DIRECTIVE — Quote every line below exactly as it reads.

DATA LISTING —
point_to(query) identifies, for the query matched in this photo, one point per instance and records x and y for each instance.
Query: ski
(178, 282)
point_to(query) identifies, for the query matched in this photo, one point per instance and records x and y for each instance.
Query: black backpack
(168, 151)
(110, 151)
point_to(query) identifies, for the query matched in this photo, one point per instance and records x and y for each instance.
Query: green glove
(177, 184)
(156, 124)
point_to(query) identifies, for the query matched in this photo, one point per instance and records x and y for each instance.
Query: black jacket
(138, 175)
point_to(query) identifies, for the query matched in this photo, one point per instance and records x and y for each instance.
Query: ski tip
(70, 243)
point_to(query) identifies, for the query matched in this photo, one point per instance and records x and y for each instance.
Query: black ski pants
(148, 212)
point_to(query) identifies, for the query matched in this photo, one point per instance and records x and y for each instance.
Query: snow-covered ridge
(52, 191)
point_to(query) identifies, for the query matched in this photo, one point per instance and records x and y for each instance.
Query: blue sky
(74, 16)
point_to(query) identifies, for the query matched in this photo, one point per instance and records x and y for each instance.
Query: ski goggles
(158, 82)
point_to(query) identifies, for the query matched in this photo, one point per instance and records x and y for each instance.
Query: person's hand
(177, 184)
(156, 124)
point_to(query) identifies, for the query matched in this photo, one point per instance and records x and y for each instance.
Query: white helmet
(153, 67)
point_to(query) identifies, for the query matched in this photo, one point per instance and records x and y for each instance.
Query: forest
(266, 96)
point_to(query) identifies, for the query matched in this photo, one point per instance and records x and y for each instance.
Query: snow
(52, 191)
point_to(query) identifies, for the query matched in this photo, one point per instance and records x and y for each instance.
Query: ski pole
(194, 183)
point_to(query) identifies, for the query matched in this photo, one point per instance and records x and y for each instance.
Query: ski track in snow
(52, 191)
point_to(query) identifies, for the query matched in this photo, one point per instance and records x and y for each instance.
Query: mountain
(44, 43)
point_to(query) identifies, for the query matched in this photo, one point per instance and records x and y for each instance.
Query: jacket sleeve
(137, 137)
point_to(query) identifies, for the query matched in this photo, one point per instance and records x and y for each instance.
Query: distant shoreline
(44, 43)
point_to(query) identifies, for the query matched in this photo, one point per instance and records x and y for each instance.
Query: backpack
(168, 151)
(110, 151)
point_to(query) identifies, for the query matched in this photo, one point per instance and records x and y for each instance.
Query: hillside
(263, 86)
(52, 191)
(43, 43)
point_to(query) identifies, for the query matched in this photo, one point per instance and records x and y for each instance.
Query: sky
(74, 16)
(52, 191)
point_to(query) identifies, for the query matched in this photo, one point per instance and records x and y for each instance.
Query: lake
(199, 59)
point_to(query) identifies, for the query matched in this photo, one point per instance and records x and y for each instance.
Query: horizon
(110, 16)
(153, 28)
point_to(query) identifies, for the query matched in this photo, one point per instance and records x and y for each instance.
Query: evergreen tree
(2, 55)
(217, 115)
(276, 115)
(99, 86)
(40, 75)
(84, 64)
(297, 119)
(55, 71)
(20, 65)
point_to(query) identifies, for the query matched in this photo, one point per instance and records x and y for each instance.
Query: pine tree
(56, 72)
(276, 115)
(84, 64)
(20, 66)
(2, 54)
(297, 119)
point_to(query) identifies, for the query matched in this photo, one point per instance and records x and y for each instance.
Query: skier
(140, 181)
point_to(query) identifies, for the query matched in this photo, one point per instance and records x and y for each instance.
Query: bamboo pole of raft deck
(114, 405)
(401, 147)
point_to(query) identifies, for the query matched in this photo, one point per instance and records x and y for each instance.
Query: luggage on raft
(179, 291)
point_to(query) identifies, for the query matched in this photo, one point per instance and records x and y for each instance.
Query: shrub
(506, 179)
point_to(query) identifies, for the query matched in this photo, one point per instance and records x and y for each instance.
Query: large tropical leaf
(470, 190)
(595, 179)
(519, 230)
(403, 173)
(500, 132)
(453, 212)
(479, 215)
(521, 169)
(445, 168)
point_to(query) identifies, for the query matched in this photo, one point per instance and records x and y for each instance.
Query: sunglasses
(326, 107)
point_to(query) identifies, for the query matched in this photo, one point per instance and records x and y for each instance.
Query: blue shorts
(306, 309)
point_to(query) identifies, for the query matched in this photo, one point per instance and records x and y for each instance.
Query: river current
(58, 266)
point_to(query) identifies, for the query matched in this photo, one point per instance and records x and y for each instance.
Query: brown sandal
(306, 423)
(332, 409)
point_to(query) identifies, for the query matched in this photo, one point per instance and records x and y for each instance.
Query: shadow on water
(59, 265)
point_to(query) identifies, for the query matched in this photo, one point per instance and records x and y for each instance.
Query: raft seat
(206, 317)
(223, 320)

REPLY TO THE TASK —
point_to(query) identifies, for the query matched in this photo, one point per instance and records x and y for each instance.
Query: ski
(178, 282)
point_to(query) identifies, for the query matched in this photo, one point per instance and records x and y for each instance.
Query: black backpack
(168, 151)
(110, 151)
point_to(query) identifies, for the query matched in this photo, one point per instance and records x and y for each instance.
Query: green glove
(177, 184)
(156, 124)
point_to(query) identifies, for the query matched in this photo, one point per instance and records x and y for each instance.
Query: black jacket
(138, 175)
point_to(query) identifies, for the query matched in this photo, one point per instance and records x and y for each instance.
Query: ski tip
(70, 243)
point_to(query) identifies, for the query matched in this photo, one point per instance and records x and y for each instance.
Query: black ski pants
(148, 212)
point_to(query) identifies, for the query matched in this photo, one point per instance and records x and y for each instance.
Query: snow-covered ridge
(52, 191)
point_to(query) identifies, for the query matched in this photo, one point per instance and records x and y for each instance.
Query: blue sky
(74, 16)
point_to(query) identifies, for the query matched in this photo, one point per instance and records x and y for each instance.
Query: ski goggles
(158, 82)
point_to(query) identifies, for the query matched in this photo, one point per instance and records x and y for each instance.
Query: person's hand
(177, 184)
(156, 124)
point_to(query) identifies, for the query matched in this photo, one point per instance and records x and y for each instance.
Query: white helmet
(153, 67)
point_to(query) identifies, for the query matched in this photo, one point per instance and records x and y for each instance.
Query: forest
(266, 96)
point_to(query) identifies, for the query matched in this photo, one point per instance and records x and y for each instance.
Query: snow
(52, 191)
point_to(query) identifies, for the query matched in this photo, one point per instance and records x and y for each instance.
Query: ski pole
(194, 183)
point_to(query) identifies, for the query matched in this photo, one point per instance and records x and y for each instance.
Query: ski track in snow
(52, 191)
point_to(query) identifies, for the query matched in this photo, one point per instance and records x and y for each instance.
Query: mountain
(44, 43)
point_to(query) identifies, for the query matched in this photo, one point per instance and records x and y for each instance.
Query: jacket sleeve
(137, 137)
point_to(query) identifies, for the query matched in this photo, one point per instance and records x and y for each instance.
Query: distant shoreline
(44, 43)
point_to(query) identifies, for the query matched in this photo, one point per instance and records x and y for each instance.
Query: backpack
(168, 151)
(110, 151)
point_to(query) identifies, for the query matched in this photo, one point per instance and records x and y for each instance.
Query: hillside
(263, 86)
(52, 191)
(43, 43)
point_to(query) identifies, for the query matched in this photo, one point per instance and records x and y for each instance.
Query: sky
(74, 16)
(52, 191)
point_to(query) identifies, for the query matched in this photo, one point per instance and records x and y for each instance.
Query: lake
(199, 59)
point_to(query) identifies, for the query matched in this photo, one point per instance and records x and y for each instance.
Query: horizon
(110, 16)
(153, 28)
point_to(query) identifies, for the query matched in this photo, one point per instance and records x and y for each instance.
Query: evergreen tree
(2, 55)
(217, 115)
(276, 115)
(99, 86)
(40, 75)
(84, 64)
(297, 119)
(55, 71)
(20, 65)
point_to(query) identifies, for the query matched in this photo, one point per instance and records x and y for each instance.
Query: pine tree
(56, 72)
(276, 115)
(84, 64)
(20, 66)
(2, 54)
(297, 119)
point_to(query) identifies, for the query matched in this photo, one point per instance and records x and y for each instance.
Query: skier
(140, 181)
point_to(query) identifies, for the query matched in this photo, one point per instance and records x and y for each instance.
Query: bamboo pole of raft deck
(114, 405)
(401, 147)
point_to(query) identifies, for the query matched in this photo, one point per instance and records x and y for each instance.
Query: luggage on raft
(179, 291)
point_to(query) identifies, for the query matched in this photo, one point per instance and records x and y for each instance.
Query: shrub
(506, 179)
point_to(query) identifies, for the query matched in this photo, one point per instance and records x and y for each instance.
Query: large tropical leaf
(470, 190)
(595, 179)
(519, 230)
(403, 173)
(500, 132)
(453, 212)
(479, 215)
(521, 169)
(445, 168)
point_to(query) identifies, for the query matched in this photo, one point per instance and records x and y for each instance.
Query: sunglasses
(326, 107)
point_to(query) identifies, for the query matched in this photo, one point per instance and records x and y for each instance.
Query: blue shorts
(306, 309)
point_to(query) identifies, for the query matched in this photo, one point per instance and records x and y for each instance.
Query: river current
(58, 266)
point_to(query) identifies, for the query matched in this photo, one point per instance and records x and y for each instance.
Query: brown sandal
(306, 423)
(332, 409)
point_to(query) identifies, for the query matched in this photo, one point per instance and records x and y for each instance.
Query: shadow on water
(59, 265)
point_to(query) identifies, for the query matched in this photo, one point per instance and records x and y for each instance.
Query: raft seat
(206, 317)
(223, 320)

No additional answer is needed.